■ Source text:

☆ ☆ ☆ ☆ ☆

Roswell, you forgot to mention that he puts on his conical tinfoil hat after arising, as well as donning the ForceShield Negative Ray Deflector coat (made in China) before leaving his house… can’t afford to get zapped by the ET Ray Guns aimed at him, got such an important job to do keeping ‘mericans safe from the aliens and them bugs in the air.
A mere oversight, Canguro.
Thomas, you do know this is satire, right?
Roswell: Whereas you admit to satire in the comment above, I suggest that some would mistakenly read the essay as an affirmation of an authoritative criticism of RFK Jr. and his intentions. It could be interpreted as coming straight from the pro-vax narrative sources where hyperbole over-rides reliability, however I recognise your previous published articles are well above such criticism. (I admit to having a giggle!)
Kennedy is a complete weirdo.
He is shunned by his family, but only capable of becoming a political figure because of his family name
AC, one particular Republican member of Congress who before politics was medical doctor – as is his wife – gave his vote of approval for this idiot.

☆ ☆ ☆ ☆ ☆

■ Information shown:
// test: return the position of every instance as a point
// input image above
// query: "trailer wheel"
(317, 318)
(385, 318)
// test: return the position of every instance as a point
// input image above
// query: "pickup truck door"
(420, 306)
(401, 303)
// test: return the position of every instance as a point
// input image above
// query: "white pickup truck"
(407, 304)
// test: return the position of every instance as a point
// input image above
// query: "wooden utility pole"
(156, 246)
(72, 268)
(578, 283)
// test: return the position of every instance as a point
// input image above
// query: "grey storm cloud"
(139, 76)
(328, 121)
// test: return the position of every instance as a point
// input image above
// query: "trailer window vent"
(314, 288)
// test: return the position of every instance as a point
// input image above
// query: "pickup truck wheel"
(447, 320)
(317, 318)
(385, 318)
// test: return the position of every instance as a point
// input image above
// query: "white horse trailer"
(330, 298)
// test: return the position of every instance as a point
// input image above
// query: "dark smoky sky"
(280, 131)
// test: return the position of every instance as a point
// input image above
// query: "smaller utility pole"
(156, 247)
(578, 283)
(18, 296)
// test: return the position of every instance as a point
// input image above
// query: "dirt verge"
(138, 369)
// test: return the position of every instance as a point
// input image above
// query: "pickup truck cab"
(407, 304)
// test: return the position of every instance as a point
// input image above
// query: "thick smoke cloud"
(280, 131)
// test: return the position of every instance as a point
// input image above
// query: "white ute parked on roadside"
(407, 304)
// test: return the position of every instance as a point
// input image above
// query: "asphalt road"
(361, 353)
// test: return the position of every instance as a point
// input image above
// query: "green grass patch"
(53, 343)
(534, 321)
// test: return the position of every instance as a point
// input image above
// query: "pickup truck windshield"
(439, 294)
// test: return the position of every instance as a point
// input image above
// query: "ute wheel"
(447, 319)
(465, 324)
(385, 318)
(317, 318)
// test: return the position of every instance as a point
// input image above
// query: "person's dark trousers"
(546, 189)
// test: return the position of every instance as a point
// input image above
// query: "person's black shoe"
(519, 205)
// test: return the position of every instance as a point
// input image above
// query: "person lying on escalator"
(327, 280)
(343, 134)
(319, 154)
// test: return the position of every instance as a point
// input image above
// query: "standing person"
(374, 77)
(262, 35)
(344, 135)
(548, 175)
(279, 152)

☆ ☆ ☆ ☆ ☆

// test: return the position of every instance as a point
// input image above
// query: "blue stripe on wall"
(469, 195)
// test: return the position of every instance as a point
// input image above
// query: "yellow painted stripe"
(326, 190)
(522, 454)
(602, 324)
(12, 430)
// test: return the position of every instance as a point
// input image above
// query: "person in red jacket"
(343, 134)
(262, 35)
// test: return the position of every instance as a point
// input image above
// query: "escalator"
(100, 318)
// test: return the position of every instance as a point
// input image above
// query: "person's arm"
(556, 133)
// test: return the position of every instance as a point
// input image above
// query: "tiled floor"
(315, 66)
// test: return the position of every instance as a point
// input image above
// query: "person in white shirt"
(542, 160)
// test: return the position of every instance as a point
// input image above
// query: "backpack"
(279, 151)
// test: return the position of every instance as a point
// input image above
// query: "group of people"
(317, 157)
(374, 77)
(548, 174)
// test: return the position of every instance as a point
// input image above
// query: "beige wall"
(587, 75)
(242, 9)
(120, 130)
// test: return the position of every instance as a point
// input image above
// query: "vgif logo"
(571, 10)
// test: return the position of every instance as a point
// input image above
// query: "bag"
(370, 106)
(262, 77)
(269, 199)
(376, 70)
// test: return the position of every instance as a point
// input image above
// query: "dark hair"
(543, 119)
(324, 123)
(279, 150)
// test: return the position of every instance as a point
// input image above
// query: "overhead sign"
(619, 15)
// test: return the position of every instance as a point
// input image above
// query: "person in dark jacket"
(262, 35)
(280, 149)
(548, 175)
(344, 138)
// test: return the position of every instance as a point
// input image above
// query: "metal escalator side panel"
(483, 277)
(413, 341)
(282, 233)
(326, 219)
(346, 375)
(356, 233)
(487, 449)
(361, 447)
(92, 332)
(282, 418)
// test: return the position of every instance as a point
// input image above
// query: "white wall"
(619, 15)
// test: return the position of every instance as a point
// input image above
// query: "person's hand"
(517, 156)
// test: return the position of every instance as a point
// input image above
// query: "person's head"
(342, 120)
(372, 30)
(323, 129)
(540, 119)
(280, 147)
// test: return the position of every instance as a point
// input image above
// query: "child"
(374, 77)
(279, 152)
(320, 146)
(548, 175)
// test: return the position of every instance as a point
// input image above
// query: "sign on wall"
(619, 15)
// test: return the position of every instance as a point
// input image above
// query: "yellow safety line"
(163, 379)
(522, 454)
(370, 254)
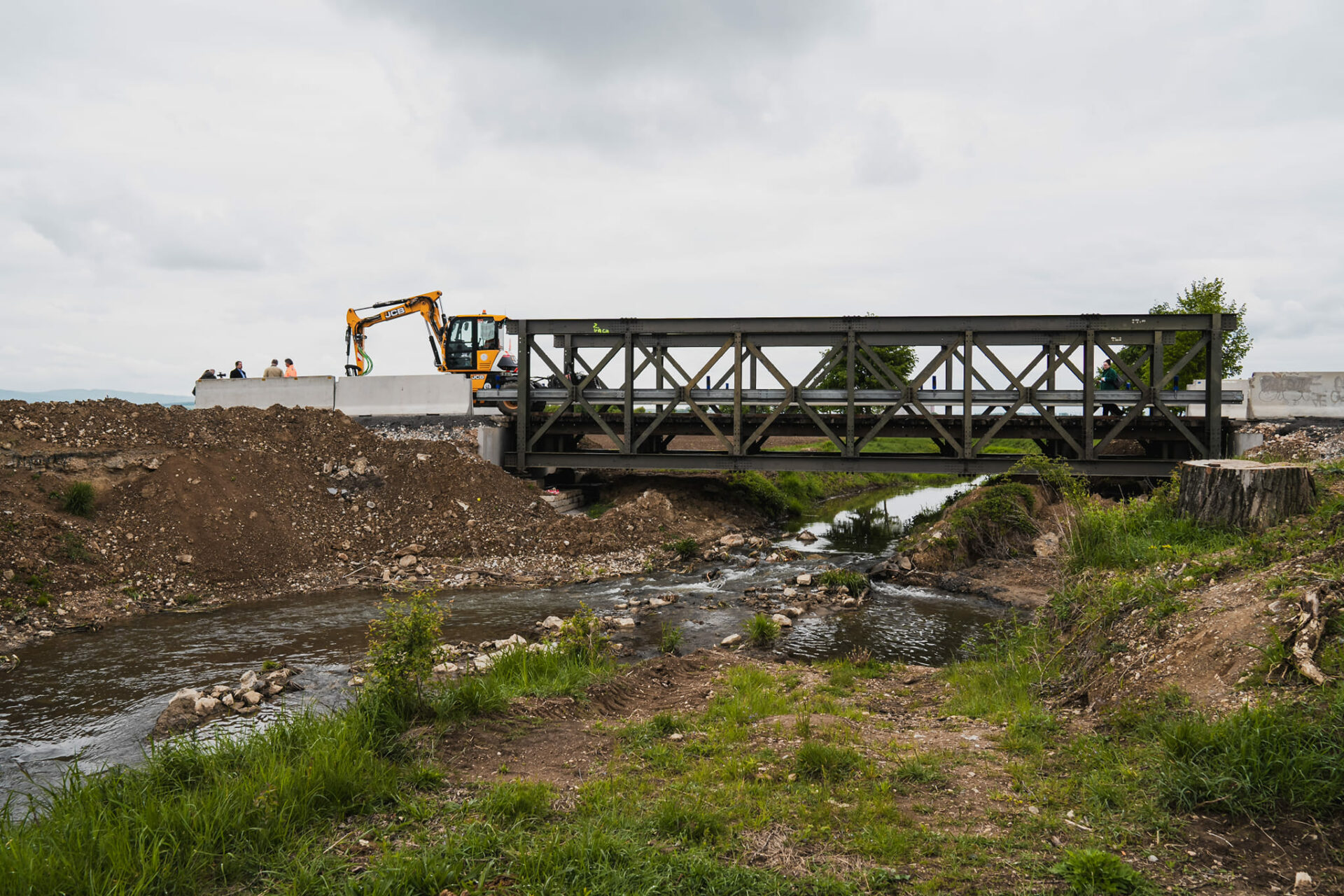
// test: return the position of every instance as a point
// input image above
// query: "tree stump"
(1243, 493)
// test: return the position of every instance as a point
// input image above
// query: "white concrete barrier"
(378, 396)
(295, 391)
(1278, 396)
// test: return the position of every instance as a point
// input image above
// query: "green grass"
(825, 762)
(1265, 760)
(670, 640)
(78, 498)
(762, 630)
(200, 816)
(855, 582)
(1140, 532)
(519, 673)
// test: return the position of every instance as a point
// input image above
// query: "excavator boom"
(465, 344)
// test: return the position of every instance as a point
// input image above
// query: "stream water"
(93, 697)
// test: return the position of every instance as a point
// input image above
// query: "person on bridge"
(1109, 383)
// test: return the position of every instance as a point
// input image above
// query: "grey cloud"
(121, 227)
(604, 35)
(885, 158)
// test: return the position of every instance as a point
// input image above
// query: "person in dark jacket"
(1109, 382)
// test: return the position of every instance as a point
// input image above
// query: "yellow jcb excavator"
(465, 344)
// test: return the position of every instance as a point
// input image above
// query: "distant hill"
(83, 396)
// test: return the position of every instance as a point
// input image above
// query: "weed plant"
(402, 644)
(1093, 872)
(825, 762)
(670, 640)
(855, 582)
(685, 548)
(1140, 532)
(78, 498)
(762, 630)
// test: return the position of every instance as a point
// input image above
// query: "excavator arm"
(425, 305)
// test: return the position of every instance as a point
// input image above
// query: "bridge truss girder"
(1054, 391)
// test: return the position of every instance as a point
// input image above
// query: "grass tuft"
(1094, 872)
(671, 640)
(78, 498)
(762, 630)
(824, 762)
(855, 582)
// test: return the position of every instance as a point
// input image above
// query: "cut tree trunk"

☆ ☆ ☆ ☆ ☆

■ Problems to solve:
1 - From the comment thread, print the passage that begins at the words "A mere oversight, Canguro." and ends after "for this idiot.".
2 - According to the comment thread, what is the only reason Kennedy is able to become a political figure?
3 - Continue the comment thread about RFK Jr. from its last comment.
The lines after the comment thread are separate material, unrelated to it.

■ Expected outputs:
1 -
A mere oversight, Canguro.
Thomas, you do know this is satire, right?
Roswell: Whereas you admit to satire in the comment above, I suggest that some would mistakenly read the essay as an affirmation of an authoritative criticism of RFK Jr. and his intentions. It could be interpreted as coming straight from the pro-vax narrative sources where hyperbole over-rides reliability, however I recognise your previous published articles are well above such criticism. (I admit to having a giggle!)
Kennedy is a complete weirdo.
He is shunned by his family, but only capable of becoming a political figure because of his family name
AC, one particular Republican member of Congress who before politics was medical doctor – as is his wife – gave his vote of approval for this idiot.

2 - His family name.

3 -
Yes. The Republicans have completely lost the plot. Hopefully the mid term elections will be a disaster for them
Since Thomas Brookes has repeated favorite MAGA talking points from 2020, I suspect he too might be indulging in satire. 🙂
As usual in this T-Rumpian America, it’s a war based only on spondulicks – that is, empty all your spondulicks into the pockets of T-Rump and his flunkies.
RFK Jr a name, but on the fringe, a drugged up opportunist running with conspiracists, the unqualified and disbarred, disavowed by his kin, dwindling wealth, a last-ditch tilt at politics – perfect for T-Rump. And now running amok.
Clakka,
The biggest and most dangerous problem is that Brain Worm Kennedy is filling important positions with mates who are just as insane. Does not bode well for the US.